It depends on who you are and what you do. Below is a guide that explains when a CV of a different length might be appropriate. Please note that your individual circumstances might be different. Someone who has just left school and has no experience might still be able to complete two pages if they have numerous community activities, sporting achievements and/or academic projects and prizes that they can include.

In summary, these are my guidelines on the appropriate number of pages for a CV:

When a one page CV is acceptable

  • If it’s your first job since leaving school (as long as all your relevant achievements are included)
  • If you are writing a Resume for a US employer – which is also something I write when necessary. However, US employers will accept a two-page resume if it is justifiable.
  • In some cases, if you have numerous CVs to present as part of a tender document; you may want to keep all of them to summary form.

When a two page CV is required

  • If in any doubt. This should be the default length.
  • As this is considered the ‘usual’ length for a CV, it is suitable for anyone who has worked in more than one job
  • If you have just graduated from university/college, then one page is not enough and your experience doesn’t justify any more than two pages.

____

What the task asks: Print the CV length guide above word for word, from start to finish.

Point labeling examples:
____

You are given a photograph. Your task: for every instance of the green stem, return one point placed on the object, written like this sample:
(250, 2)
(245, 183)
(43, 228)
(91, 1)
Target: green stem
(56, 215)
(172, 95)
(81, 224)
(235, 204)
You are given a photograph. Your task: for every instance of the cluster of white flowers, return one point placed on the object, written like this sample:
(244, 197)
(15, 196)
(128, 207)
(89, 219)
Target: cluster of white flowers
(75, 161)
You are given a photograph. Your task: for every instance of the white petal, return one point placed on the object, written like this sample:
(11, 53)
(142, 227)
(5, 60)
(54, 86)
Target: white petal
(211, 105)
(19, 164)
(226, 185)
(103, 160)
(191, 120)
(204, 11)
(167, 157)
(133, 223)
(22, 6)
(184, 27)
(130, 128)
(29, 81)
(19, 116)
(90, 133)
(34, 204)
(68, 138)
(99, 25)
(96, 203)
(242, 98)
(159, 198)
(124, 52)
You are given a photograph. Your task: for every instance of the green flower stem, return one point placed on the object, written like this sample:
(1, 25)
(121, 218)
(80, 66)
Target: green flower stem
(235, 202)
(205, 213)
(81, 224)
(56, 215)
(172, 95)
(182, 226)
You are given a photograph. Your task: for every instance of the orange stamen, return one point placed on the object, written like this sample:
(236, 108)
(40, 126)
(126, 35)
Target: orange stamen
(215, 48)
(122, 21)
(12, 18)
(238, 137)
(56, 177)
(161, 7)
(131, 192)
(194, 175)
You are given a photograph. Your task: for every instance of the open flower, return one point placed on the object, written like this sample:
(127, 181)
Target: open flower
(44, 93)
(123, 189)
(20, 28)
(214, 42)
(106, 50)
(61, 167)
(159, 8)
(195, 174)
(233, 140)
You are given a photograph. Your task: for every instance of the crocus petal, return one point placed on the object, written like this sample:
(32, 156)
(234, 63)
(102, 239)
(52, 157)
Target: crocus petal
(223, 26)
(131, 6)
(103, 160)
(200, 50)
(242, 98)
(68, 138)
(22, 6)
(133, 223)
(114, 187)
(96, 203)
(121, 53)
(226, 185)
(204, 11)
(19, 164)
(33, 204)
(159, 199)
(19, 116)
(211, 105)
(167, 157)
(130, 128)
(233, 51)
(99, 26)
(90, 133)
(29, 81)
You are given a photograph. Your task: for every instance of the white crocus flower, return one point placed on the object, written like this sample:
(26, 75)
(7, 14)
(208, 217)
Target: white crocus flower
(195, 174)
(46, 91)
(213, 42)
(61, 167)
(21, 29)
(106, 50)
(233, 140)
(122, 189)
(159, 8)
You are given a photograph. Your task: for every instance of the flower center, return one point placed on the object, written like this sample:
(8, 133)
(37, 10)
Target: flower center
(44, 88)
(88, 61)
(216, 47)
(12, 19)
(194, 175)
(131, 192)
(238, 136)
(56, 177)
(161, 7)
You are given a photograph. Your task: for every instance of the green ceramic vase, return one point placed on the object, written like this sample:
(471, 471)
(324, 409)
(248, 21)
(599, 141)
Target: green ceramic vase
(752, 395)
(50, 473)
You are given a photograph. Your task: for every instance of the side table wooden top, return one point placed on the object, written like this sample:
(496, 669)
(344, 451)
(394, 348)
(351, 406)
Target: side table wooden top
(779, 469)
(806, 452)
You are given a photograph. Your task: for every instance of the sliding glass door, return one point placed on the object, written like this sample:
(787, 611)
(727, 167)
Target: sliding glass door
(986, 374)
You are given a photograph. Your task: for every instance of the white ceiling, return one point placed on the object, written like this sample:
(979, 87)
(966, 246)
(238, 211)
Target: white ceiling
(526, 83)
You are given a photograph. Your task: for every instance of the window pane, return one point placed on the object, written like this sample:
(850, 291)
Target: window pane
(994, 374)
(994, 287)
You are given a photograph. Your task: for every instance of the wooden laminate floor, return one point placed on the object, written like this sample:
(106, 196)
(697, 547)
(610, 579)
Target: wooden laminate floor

____

Task solution:
It depends on who you are and what you do. Below is a guide that explains when a CV of a different length might be appropriate. Please note that your individual circumstances might be different. Someone who has just left school and has no experience might still be able to complete two pages if they have numerous community activities, sporting achievements and/or academic projects and prizes that they can include.

In summary, these are my guidelines on the appropriate number of pages for a CV:

When a one page CV is acceptable

  • If it’s your first job since leaving school (as long as all your relevant achievements are included)
  • If you are writing a Resume for a US employer – which is also something I write when necessary. However, US employers will accept a two-page resume if it is justifiable.
  • In some cases, if you have numerous CVs to present as part of a tender document; you may want to keep all of them to summary form.

When a two page CV is required

  • If in any doubt. This should be the default length.
  • As this is considered the ‘usual’ length for a CV, it is suitable for anyone who has worked in more than one job
  • If you have just graduated from university/college, then one page is not enough and your experience doesn’t justify any more than two pages.